## Passage shown
= = = = =

The lands of the rancho near what is now Scissors Crossing, was used by travelers as a rest stop on the Southern Emigrant Trail to recover from the crossing of the Colorado Desert. From 1857 as a water and rest stop by the San Antonio-San Diego Mail Line.

Later it was San Felipe Station, a major stage stop on the Butterfield Overland Mail, being the headquarters for the Mail Agent in charge of the twelve stage stations between Warner's Ranch and Fort Yuma. San Felipe Station was located 10 miles southeast of Warner's Ranch and 18 miles northeast of Vallecito Station. The station served as a storage depot for up to 48 tons of barley and 36 tons of hay for the desert relay or swing stations. The surrounding meadows were used for replacement stage horses for the other stations to graze and recover before being returned to service. A harness maker, to repair or make new coach harness for the stagecoaches, two coaches and drivers were also stationed there. It also had a cook and a hotel keeper to provide food and beds for the hungry or weary traveler and living quarters for the staff and their families.

= = = = =

## Given records
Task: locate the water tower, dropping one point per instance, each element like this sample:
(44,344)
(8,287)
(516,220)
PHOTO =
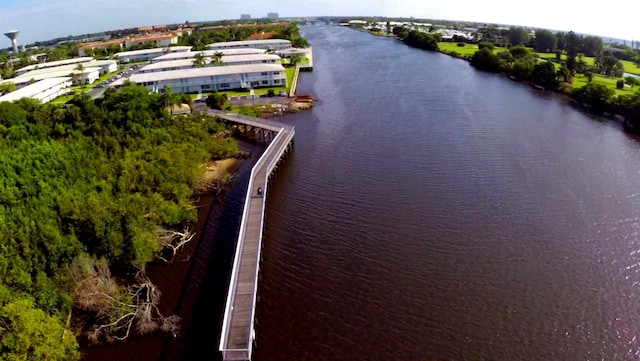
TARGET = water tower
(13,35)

= = = = =

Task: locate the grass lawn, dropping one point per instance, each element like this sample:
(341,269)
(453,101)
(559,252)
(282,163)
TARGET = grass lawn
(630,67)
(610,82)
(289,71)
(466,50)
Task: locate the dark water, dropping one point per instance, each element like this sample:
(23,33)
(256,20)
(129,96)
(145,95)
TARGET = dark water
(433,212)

= = = = =

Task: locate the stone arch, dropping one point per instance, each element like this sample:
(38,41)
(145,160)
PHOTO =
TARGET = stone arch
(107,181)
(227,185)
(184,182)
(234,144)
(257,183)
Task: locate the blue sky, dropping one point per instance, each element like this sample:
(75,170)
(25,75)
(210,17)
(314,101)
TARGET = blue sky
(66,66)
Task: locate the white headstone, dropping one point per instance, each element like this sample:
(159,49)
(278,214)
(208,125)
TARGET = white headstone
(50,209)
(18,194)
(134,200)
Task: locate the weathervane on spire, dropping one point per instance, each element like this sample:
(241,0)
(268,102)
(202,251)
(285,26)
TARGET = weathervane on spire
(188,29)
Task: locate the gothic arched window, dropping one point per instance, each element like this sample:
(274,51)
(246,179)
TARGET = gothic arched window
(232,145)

= = = = =

## Study questions
1. From the San Felipe Station passage, list every kind of worker it names at the station, including the official whose headquarters was there.
2. Write the next paragraph of the San Felipe Station passage, picking up after its final sentence.

## Answers to the problems
1. Mail Agent, harness maker, drivers, cook, hotel keeper

2.
From 1861 to 1865 in the American Civil War it was a military outpost of the Union Army called Camp San Filipe, a rest stop on the road between California and Fort Yuma and the Arizona and New Mexico Territories.

After the war, later stage lines from California to Arizona used the station from 1867 to 1877, before the railroad reached Fort Yuma making the stage route obsolete.

The site of the San Felipe Station is located on private property just west and a little north of Scissors Crossing.